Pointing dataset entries
-----

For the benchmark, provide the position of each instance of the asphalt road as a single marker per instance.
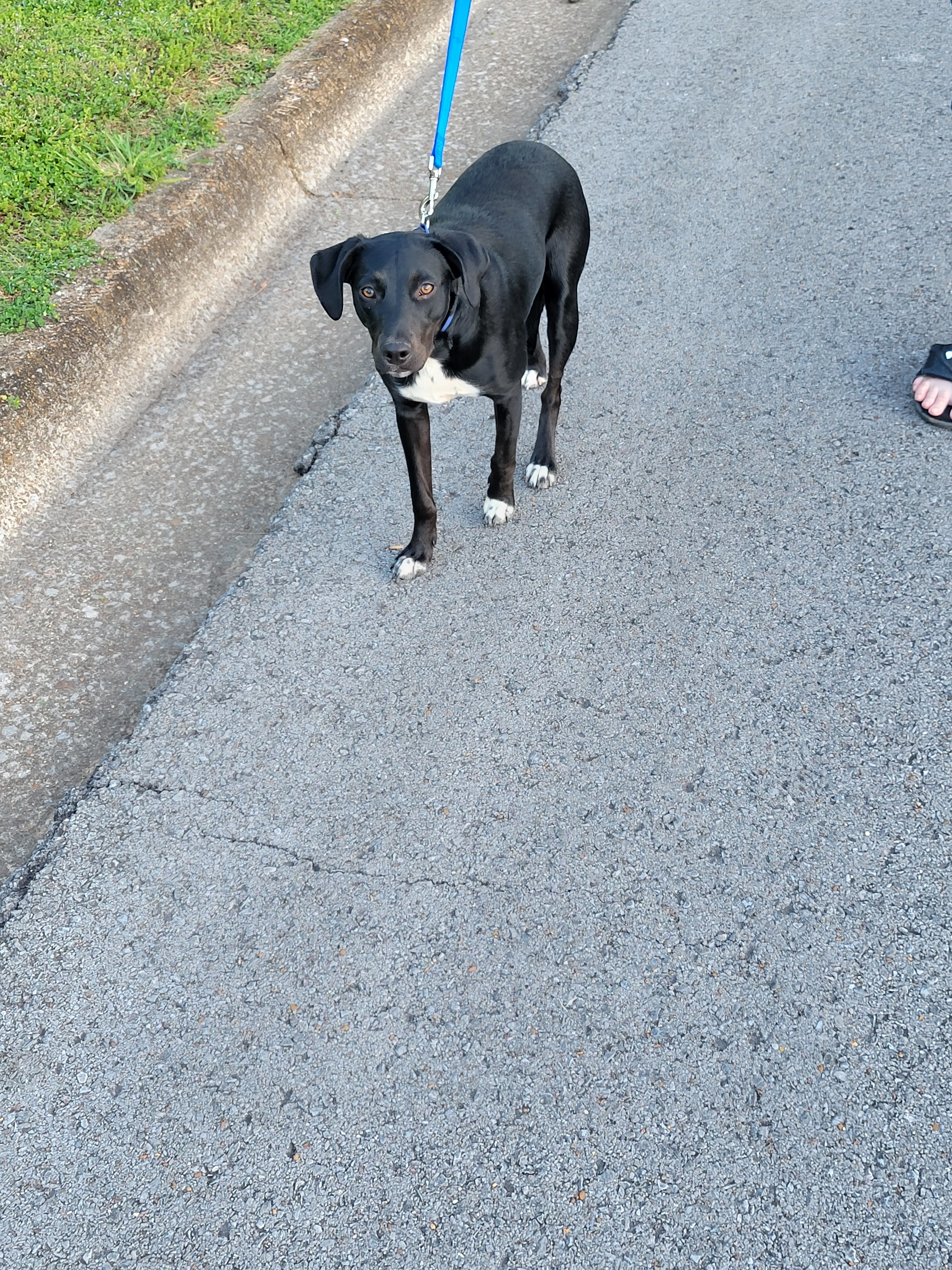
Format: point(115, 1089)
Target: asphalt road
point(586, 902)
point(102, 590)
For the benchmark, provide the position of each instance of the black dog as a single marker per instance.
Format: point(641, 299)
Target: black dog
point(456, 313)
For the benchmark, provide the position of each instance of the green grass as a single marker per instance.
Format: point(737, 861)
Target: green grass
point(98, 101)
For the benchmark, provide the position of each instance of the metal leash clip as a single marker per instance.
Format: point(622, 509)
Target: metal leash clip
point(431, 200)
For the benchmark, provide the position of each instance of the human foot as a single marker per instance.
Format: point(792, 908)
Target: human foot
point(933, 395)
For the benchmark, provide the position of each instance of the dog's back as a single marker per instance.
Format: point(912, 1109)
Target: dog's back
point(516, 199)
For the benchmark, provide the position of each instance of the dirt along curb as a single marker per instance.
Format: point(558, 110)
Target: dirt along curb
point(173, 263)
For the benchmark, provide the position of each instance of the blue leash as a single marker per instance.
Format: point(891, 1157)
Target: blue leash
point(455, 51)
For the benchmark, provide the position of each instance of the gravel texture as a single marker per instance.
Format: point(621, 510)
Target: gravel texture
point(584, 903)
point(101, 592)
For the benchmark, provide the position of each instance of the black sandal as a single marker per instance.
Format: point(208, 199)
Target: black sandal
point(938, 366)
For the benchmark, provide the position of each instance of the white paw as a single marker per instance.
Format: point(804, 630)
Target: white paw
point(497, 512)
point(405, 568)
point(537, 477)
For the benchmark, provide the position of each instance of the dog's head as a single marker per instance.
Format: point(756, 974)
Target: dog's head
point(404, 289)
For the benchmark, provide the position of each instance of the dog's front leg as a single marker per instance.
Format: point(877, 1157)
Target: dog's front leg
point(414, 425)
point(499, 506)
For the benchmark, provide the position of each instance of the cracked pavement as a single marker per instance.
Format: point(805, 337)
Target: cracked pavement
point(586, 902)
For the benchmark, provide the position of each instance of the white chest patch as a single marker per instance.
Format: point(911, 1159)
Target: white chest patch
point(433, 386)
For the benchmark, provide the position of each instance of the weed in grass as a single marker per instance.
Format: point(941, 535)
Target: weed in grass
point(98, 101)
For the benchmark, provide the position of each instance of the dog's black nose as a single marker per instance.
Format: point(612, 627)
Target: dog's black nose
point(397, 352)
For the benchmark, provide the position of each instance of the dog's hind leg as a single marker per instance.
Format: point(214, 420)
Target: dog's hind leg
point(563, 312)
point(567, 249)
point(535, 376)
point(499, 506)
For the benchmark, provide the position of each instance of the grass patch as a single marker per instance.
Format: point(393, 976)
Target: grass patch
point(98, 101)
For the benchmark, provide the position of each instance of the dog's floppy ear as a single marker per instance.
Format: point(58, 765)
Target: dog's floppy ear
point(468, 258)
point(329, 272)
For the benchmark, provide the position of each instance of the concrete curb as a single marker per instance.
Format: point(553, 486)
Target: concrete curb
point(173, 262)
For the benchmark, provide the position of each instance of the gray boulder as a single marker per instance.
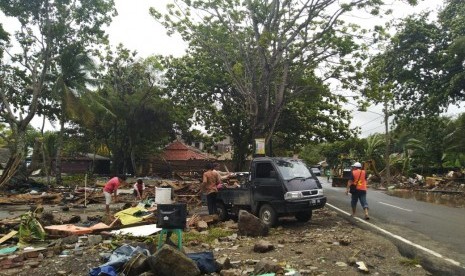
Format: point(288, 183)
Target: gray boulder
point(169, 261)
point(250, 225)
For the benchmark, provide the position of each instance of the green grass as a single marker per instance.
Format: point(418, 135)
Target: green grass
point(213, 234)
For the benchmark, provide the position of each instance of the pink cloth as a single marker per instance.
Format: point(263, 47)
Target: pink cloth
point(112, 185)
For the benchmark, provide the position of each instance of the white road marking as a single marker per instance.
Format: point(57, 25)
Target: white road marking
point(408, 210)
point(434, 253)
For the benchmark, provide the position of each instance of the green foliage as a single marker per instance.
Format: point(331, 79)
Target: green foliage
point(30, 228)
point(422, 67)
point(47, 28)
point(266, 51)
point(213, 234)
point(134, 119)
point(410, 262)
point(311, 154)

-----

Turn the entry lines above, starting at the line containing "texture as a single marker per instance." and ending at the line containing "point(397, 352)", into a Markdown table with columns No. and Line. Leave out any blank lines.

■ Result of this task
| No. | Line |
|---|---|
| 1 | For the benchmark, provide the position of each instance of the gravel texture as a single marker per instance. |
| 2 | Format: point(621, 510) |
| 3 | Target: gravel texture |
| 4 | point(584, 903) |
| 5 | point(101, 592) |
| 6 | For the benchmark, provide the position of each instance of the black sandal as a single marker per instance. |
| 7 | Format: point(208, 199) |
| 8 | Target: black sandal |
| 9 | point(938, 366) |
| 10 | For the benchmark, provide the position of each instance of the white paw as a single marker per instance. |
| 11 | Format: point(804, 630) |
| 12 | Target: white paw |
| 13 | point(497, 512) |
| 14 | point(405, 568) |
| 15 | point(537, 477) |
| 16 | For the benchmark, provide the position of each instance of the dog's head as a single marker per instance. |
| 17 | Format: point(756, 974) |
| 18 | Target: dog's head |
| 19 | point(404, 289) |
| 20 | For the benchmark, provide the position of each instance of the dog's front leg as a single marker per instance. |
| 21 | Format: point(877, 1157) |
| 22 | Target: dog's front leg |
| 23 | point(414, 425) |
| 24 | point(499, 506) |
| 25 | For the benchmark, provide the position of each instance of the cracked pavement as a single marker per instance. |
| 26 | Format: point(805, 337) |
| 27 | Target: cracked pavement |
| 28 | point(586, 902) |
| 29 | For the benchmark, provide the position of each instance of the white chest patch as a single marker per instance. |
| 30 | Format: point(911, 1159) |
| 31 | Target: white chest patch |
| 32 | point(433, 386) |
| 33 | For the benchmark, provide the position of each instance of the weed in grass as a single marker per instance. |
| 34 | Format: point(941, 535) |
| 35 | Target: weed in grass |
| 36 | point(98, 101) |
| 37 | For the benchmark, provide the position of each instance of the dog's black nose as a single marker per instance. |
| 38 | Format: point(612, 627) |
| 39 | Target: dog's black nose |
| 40 | point(397, 352) |